[Written tasks]:
**a.** Translate this sentence from the abuild documentation excerpt into Spanish: "To clean everything in the build tree, run abuild --clean=all."
**b.** Extract the lines of the records that run from the start of the records through the line that contains "<point>360,397</point>", inclusive, and reproduce them verbatim.

Instead, it merely declares a dependency on the
cxx-library build item by name. This is
done in its Abuild.conf:
basic/cxx-program/Abuild.conf
this: cxx-program platform-types: native parent-dir: .. deps: cxx-library
Notice the addition of the deps key in this
file. This tells abuild that our program build item
depends on the library build item. When
abuild sees this, it automatically makes all the information in
cxx-library's
Abuild.interface available to
cxx-program's build, alleviating the need
for the cxx-program build item to know the
locations of these files. This will also tell abuild that
cxx-library must be built before we can
build cxx-program.
To build this item, we could just run the
abuild command as we did for
cxx-library, but this would only work
properly if cxx-library were already built.
A better way to build this item would to go to the
cxx-program directory and run abuild
--with-deps. The --with-deps option to
abuild tells abuild to build all build items that this item
depends on before building this item itself. Using the
--with-deps command line option, you can start a
build from any build item and let abuild automatically take care
of building all of its dependencies in the correct order. (For a
complete list of all of abuild's command line options, please
see Chapter 11, Command-Line Reference.)
The output of running abuild --with-deps in the
cxx-program directory when starting from a
clean build is shown below. Your actual output will differ
slightly from this. In particular, the output below has the
string --topdir-- in place of the path to
doc/example, and the string
<native> in place of your native
platform.
[7]
Notice that abuild builds
cxx-library first and then
cxx-program:
example.basic-cxx-program.out
abuild: cxx-library (abuild-<native>): all make: Entering directory `--topdir--/basic/cxx-library/abuild-<native>' Compiling ../BasicLibrary.cc as C++ Creating basic-library library make: Leaving directory `--topdir--/basic/cxx-library/abuild-<native>' abuild: cxx-program (abuild-<native>): all make: Entering directory `--topdir--/basic/cxx-program/abuild-<native>' Compiling ../program.cc as C++ Creating cxx-program executable make: Leaving directory `--topdir--/basic/cxx-program/abuild-<native>'
To remove all of the files that abuild created in any build item's directory, you can run abuild clean in that directory. To clean everything in the build tree, run abuild --clean=all. More details of how to specify what to build and what to clean can be found in Chapter 8, Telling Abuild What to Build.

[Data supplied]:
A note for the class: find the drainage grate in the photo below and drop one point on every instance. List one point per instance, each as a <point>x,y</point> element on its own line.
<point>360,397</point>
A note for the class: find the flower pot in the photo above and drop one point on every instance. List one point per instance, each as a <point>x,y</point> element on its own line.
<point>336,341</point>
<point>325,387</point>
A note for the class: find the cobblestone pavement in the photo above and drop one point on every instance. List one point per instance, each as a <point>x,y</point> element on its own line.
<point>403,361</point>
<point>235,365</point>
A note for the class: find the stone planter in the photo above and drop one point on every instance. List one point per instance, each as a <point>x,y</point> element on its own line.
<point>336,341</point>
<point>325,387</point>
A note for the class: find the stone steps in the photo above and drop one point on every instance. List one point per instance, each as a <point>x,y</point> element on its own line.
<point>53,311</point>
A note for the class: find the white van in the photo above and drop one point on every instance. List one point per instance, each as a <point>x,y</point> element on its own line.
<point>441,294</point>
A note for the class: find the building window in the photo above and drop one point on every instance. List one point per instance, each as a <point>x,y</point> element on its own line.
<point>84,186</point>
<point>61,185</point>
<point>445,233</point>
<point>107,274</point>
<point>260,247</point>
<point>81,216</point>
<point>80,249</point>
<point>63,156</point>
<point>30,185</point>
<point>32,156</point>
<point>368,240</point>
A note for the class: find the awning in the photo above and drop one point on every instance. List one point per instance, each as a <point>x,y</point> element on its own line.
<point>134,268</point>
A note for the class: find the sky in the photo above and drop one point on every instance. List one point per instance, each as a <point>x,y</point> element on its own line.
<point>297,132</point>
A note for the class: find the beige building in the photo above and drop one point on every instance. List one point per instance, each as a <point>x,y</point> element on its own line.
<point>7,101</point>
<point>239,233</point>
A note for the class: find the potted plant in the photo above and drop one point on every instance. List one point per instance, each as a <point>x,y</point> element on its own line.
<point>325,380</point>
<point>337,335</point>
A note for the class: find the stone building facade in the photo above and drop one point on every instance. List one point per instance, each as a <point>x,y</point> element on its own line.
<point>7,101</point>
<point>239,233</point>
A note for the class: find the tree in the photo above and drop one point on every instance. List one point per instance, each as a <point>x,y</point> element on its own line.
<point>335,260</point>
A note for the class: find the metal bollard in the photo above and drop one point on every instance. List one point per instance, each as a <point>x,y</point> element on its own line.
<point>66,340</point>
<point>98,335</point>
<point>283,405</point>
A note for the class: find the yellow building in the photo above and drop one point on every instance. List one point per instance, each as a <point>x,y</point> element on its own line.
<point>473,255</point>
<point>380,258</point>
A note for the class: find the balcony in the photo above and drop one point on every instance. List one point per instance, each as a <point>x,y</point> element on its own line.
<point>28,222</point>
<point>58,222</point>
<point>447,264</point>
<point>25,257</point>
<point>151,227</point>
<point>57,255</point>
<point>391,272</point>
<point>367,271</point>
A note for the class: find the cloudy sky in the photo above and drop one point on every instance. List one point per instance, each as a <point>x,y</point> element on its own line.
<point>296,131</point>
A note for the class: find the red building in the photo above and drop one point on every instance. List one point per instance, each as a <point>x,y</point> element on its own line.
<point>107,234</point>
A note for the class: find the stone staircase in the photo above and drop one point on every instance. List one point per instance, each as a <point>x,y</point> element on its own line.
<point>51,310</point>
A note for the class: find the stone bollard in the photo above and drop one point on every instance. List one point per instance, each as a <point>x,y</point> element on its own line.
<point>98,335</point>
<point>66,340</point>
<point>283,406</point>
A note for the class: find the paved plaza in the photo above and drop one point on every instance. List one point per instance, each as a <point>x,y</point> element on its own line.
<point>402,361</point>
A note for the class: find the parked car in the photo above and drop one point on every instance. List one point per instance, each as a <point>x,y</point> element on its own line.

[Solutions]:
**a.** Para limpiar todo el árbol de compilación, ejecute abuild --clean=all.

**b.**
A note for the class: find the drainage grate in the photo below and drop one point on every instance. List one point per instance, each as a <point>x,y</point> element on its own line.
<point>360,397</point>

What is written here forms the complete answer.